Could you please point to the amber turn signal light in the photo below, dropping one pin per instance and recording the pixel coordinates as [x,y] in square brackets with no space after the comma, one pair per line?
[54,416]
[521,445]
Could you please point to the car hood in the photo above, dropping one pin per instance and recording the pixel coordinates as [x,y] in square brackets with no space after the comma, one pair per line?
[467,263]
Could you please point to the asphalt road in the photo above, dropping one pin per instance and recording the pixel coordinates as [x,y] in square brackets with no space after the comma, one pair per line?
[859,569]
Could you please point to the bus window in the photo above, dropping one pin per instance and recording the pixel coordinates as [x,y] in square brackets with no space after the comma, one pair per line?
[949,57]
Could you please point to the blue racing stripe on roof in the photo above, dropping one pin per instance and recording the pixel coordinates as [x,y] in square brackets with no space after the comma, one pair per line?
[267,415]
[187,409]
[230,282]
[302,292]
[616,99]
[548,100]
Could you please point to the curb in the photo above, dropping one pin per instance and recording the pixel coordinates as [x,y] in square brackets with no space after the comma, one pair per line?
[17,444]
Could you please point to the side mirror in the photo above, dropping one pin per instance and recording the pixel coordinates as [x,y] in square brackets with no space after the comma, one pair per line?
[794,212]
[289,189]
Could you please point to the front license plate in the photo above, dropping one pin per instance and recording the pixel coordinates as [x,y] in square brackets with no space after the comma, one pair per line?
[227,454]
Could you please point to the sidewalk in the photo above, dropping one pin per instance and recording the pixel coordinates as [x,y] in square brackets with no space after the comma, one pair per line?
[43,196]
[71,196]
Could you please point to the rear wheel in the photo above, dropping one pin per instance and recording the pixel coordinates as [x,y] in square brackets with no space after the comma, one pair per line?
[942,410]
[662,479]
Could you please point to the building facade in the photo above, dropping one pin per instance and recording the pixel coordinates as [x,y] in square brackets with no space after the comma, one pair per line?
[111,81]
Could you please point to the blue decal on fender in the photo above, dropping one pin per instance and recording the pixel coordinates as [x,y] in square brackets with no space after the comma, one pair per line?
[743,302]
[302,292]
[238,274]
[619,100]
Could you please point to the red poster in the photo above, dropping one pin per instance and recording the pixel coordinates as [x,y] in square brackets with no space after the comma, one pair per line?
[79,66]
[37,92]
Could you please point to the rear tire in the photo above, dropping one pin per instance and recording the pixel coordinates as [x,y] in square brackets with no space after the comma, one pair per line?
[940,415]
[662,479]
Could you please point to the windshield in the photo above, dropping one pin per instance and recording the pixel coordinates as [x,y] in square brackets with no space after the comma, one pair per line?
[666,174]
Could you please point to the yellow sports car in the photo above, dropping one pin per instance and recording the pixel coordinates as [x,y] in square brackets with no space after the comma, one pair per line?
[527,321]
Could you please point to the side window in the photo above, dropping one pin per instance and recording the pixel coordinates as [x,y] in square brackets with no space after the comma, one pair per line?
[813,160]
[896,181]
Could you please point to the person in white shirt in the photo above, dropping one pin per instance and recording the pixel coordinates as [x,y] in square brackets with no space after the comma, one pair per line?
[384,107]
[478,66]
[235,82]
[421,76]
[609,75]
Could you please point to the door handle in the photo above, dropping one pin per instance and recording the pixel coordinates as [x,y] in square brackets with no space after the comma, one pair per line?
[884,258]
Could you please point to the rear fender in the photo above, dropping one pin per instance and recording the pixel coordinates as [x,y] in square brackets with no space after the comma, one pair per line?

------------------------

### Exercise objective
Every record above needs to be repeated word for word.

### Reply
Could you please point to the amber turn signal light in the photo below, dropping one pin per instance and recording the pixel coordinates as [x,y] in square brackets with no space after the comma, one pair per line?
[54,416]
[521,445]
Could you please point to the car hood in the photo above, dropping one pin per instance and recording the pixel coordinates as [x,y] in square brackets with no space after the comma, one pair per line?
[467,263]
Could you please point to the asphalt road in the photo above, dropping one pin per instance and recording the pixel coordinates as [x,y] in square brackets with no space after the comma, one pair per line?
[859,569]
Could you please point to the bus window in the photo above, dropping one pin per instance and recording the pixel coordinates as [x,y] in square brackets with no space after the comma, one pair per line?
[949,57]
Could you please point to the blue racing stripe on roof in the photo above, dropping one pin per instance and recording the pixel coordinates as [x,y] in square brackets with no space after the comma, one pair per line?
[267,415]
[187,409]
[230,282]
[302,292]
[616,99]
[548,100]
Could you please point to the curb in the photo above, dropping one pin per instance and recording the pixel coordinates as [x,y] in square brackets with no space after the comma, one pair per line?
[17,444]
Could you please point to the side mirror in the photo above, dropping one pin per instance and recording the pixel coordinates as [x,y] in square brackets with no space after the comma, one pair per line?
[794,212]
[289,189]
Could you please point to the front license plate in the photo above, dropping one pin per instance and recording the pixel coordinates as [x,y] in square brackets with no space after the comma, one pair per line?
[227,454]
Could you please point to the sidewalk in the photo above, dropping one pin per instance and recording the pixel coordinates as [x,y] in square brackets with no space after the comma, one pair per line?
[43,196]
[71,196]
Could you please point to the rear wheel in the photo above, dropping one pin per instance and recording the pixel coordinates as [x,y] in square brackets with no space after the comma, one pair per line?
[942,410]
[662,479]
Could you please point to the building facade in the photo above, dropping one pin per instance and recording the pixel coordinates as [x,y] in square brackets with no space after the comma, one pair per line?
[111,81]
Could you please point to the blue decal on fender in the photo above, dropping one pin per instance and recording the pixel coordinates as [x,y] in square brackets with no space after the comma, one pair per line?
[743,302]
[302,292]
[238,274]
[619,100]
Could you please point to the red poster in the photo above, dropping one pin per instance and recording the pixel coordinates as [x,y] in square brackets with no space after the comma, one pair per line?
[79,66]
[37,92]
Could you please point to the rear tire in the photo above, dropping one pin per instance and recording the pixel coordinates as [x,y] in square brackets with no space after the comma, one pair per line?
[940,415]
[662,479]
Could you please point to the windshield in the photo above, dropping one pin per instance and recording the pixel coordinates as [x,y] in square brackets with no space after the comma, one pair per line?
[666,174]
Could you please point to the yellow sports car in the photo above, dropping one pin per instance and recording the pixel coordinates as [x,y] in square brackets with no space after the comma, one pair per line?
[527,321]
Could you please point to the side window in the photo above, dropping one pin per instance and recording the pixel coordinates as [x,y] in square brackets with no space after the comma, one pair per line?
[813,160]
[896,181]
Could you please point to the person in white shirt in the photo above, dropping one pin per instance and recording the pixel coordinates as [x,y] in square brackets with no space after the comma, one pair per line?
[384,107]
[478,66]
[235,82]
[421,76]
[609,75]
Could you please point to the door handle in the photo above, dropping one pin per instance and recording the pixel coordinates as [x,y] in square brackets with no space after the comma, one pair per line?
[884,258]
Could you please point to the rear fender in the photo above, dropping one pin per instance and recording the pixel coordinates as [x,y] in square brackets with no space after the comma, one pair per line?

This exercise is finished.